Throughout the paper, the notation \(\lfloor {x}\rceil ^\alpha = \left| x\right| ^\alpha \textrm{sign}(x)\) is used, where \(x\in {\mathbb {R}}\), \(\forall \alpha \ge 0\), and \(\textrm{sign}(\cdot )\) represents signum function. When \(\alpha = 0\), \(\lfloor {x}\rceil ^0= \textrm{sign}(x)\).

Lemma 1

⁴⁹:

Consider the system

$$\begin{aligned} \begin{aligned} {\dot{x}}_1&= -K_1 \Gamma _1({x}_1) + {x}_2\\ {\dot{x}}_2&= -K_2 \Gamma _2({x}_1) - \dot{d} \end{aligned} \end{aligned}$$

(1)

with

$$\begin{aligned} \begin{aligned} \Gamma _1({x}_1)&= \lfloor {{x}_1}\rceil ^{1/2} + \gamma \lfloor {{x}_1}\rceil ^{3/2} \\ \Gamma _2({x}_1)&= \frac{3}{2} \gamma ^2 \lfloor {{x}_1}\rceil ^{2} + 2 \gamma {x}_1 + \frac{1}{2} \lfloor {{x}_1}\rceil ^{0} \end{aligned} \end{aligned}$$

(2)

where \(\gamma> 0\), \(|\dot{d}| \le d_{max}\), and \(d_{max}> 0\).

If \(K_1, K_2\) are selected to satisfy the conditions

\(K = \left\{ (K_1, K_2) \in {\mathbb {R}}^2 \mid 0<K_1 \le 2\sqrt{d_{max}}, K_2> \frac{K_1^2}{4} + \frac{4 d_{max}^2}{K_1^2} \right\} \cup \left\{ (K_1, K_2) \in {\mathbb {R}}^2 \mid K_1> 2\sqrt{d_{max}}, K_2> 2 d_{max} \right\}\), the system states \(x_1\) and \(x_2\) will converge to zero within fixed time \(T_0\)⁴⁹.

**STATED GOAL**
Carry the passage on the fixed-time convergence lemma forward, picking up right after its final sentence.

**EXTRACTED RECORDS**
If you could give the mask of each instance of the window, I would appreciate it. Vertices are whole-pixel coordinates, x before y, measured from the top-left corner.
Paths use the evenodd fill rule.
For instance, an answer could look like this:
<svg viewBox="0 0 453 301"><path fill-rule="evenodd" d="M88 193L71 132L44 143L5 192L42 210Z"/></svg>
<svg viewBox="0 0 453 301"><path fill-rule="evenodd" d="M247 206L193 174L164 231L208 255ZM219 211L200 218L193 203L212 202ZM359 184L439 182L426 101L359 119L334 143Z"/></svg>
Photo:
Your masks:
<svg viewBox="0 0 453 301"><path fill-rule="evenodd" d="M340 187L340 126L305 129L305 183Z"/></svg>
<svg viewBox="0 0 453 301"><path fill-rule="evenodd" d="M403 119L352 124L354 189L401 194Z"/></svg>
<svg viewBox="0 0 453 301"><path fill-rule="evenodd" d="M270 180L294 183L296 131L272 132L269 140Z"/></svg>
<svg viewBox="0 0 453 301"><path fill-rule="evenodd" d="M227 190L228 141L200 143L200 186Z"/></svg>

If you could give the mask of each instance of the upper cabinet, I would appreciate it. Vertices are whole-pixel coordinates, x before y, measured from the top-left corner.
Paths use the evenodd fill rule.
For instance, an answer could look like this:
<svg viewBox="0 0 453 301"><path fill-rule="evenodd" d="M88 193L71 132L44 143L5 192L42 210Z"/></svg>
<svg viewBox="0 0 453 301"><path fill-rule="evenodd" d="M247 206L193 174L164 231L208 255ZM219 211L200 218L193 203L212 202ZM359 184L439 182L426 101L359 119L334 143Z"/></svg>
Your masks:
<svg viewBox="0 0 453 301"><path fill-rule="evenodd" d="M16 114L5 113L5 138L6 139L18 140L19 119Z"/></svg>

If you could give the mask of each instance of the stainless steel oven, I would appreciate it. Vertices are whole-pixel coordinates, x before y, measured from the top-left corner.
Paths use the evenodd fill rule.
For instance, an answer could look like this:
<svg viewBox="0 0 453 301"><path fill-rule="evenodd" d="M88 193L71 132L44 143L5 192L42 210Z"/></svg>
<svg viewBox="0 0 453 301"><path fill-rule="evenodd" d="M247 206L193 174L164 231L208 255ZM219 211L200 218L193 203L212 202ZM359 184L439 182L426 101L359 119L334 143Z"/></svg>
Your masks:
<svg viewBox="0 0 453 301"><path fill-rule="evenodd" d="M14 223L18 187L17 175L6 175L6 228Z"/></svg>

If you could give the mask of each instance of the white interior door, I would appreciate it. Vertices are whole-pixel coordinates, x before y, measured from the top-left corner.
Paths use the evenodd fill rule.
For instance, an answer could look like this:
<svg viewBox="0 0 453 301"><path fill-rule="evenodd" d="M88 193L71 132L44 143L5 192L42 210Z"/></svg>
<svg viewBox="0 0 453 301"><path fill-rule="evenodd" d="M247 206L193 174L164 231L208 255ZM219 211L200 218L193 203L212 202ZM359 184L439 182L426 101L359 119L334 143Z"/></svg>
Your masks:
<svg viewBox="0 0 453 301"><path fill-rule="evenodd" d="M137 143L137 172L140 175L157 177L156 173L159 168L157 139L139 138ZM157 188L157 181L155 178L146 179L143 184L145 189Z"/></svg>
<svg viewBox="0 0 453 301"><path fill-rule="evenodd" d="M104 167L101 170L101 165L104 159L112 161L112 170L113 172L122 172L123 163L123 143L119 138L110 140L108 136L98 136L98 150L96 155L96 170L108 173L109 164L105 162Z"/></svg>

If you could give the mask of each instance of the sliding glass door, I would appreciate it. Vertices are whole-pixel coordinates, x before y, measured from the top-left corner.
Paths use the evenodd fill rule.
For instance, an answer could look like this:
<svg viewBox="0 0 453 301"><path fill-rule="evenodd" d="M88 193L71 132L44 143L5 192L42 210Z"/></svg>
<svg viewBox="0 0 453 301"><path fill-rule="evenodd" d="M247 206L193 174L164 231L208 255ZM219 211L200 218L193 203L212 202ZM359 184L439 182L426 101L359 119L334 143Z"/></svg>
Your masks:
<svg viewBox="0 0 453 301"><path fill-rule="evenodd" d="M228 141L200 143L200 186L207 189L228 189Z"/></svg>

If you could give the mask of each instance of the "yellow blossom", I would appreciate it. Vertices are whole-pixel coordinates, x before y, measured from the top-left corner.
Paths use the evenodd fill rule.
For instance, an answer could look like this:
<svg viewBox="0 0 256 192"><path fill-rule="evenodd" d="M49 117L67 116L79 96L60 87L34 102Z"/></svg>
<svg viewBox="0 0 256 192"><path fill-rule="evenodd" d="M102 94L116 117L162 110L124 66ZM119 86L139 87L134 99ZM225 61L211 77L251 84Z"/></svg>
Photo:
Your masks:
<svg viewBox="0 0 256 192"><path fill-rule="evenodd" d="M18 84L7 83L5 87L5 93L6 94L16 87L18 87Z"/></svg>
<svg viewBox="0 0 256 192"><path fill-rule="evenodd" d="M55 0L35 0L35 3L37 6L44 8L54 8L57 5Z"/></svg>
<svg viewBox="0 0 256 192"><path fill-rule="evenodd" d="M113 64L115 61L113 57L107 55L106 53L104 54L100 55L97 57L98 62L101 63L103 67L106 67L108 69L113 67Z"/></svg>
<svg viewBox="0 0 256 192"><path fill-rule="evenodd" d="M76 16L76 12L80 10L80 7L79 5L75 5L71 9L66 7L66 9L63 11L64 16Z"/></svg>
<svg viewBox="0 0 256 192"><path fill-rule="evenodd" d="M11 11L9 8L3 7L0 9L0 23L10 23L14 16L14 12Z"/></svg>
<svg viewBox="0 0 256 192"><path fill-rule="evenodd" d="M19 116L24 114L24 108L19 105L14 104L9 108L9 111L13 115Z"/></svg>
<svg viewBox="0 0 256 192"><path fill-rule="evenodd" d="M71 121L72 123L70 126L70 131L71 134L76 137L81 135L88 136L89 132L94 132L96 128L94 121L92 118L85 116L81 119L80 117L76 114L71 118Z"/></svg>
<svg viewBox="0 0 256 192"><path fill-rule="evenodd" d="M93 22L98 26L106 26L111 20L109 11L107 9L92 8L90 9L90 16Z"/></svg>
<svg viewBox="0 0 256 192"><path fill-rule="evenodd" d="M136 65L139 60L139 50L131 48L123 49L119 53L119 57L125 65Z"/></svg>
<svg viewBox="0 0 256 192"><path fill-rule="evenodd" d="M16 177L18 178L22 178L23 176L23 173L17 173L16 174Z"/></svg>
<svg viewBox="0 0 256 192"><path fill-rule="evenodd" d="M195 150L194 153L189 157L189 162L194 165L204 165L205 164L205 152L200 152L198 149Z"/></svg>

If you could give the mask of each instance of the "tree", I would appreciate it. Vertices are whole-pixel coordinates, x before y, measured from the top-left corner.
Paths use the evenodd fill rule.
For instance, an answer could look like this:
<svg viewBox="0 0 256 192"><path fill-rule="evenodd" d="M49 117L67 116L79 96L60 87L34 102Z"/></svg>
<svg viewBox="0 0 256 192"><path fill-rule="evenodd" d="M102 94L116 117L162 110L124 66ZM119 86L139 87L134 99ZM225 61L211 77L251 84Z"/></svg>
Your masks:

**ANSWER TO THE TASK**
Kinematic model of four-WMR

In this section, a four-WMR with framework as shown in Fig. 1is considered. In order to design an effective control method, the kinematic model of the four-WMR is introduced following the methodology outlined in¹³. Parameters of the four-WMR and their notations are described in Table. 1.

Table 1 Four-WMR parameter notations.

Fig. 1

Four-WMR.

The robot’s kinematic model is derived from the constraints imposed by the velocity components that can be determined as follows

$$\begin{aligned} \begin{aligned} u&=\frac{1}{2}\ (u_l+u_r\ )\\ v&=\frac{d}{b}\ (u_l-u_r )+v^s\\ r&=\frac{1}{2b}\ (u_l-u_r )\\ u_l&=R\omega _l-u_l^s\\ u_r&=R\omega _r-u_r^s \end{aligned} \end{aligned}$$

(3)

The trajectory of the four-WMR in global Cartesian coordinate is represented as

$$\begin{aligned} \begin{aligned} {\dot{X}}&=u\cos (\theta )-(v+lr)\sin (\theta )\\ {\dot{Y}}&=u\sin (\theta )+(v+lr)\cos (\theta )\\ \dot{\theta }&=r \end{aligned} \end{aligned}$$

(4)

Dynamic model of four-WMR

For a four-WMR, the total of the external forces and moments acting on the robot body-centered lead to the motion equations as following

$$\begin{aligned} \begin{aligned} {\dot{u}}&= \frac{1}{m}(F_{xr}+F_{xl}+P_x)+vr\\ {\dot{v}}&= \frac{1}{m}(F_{yr}+F_{yl}+P_y)-ur\\ {\dot{r}}&= \frac{1}{I_z}\left[ (F_{xl}-F_{xr})b-(F_{yl}+F_{yr})d-M_d\right] \\ \dot{\omega }_r&= \frac{1}{I_e}(n\tau _R - F_{xr}R)\\ \dot{\omega }_l&= \frac{1}{I_e}(n\tau _L - F_{xl}R) \end{aligned} \end{aligned}$$

(5)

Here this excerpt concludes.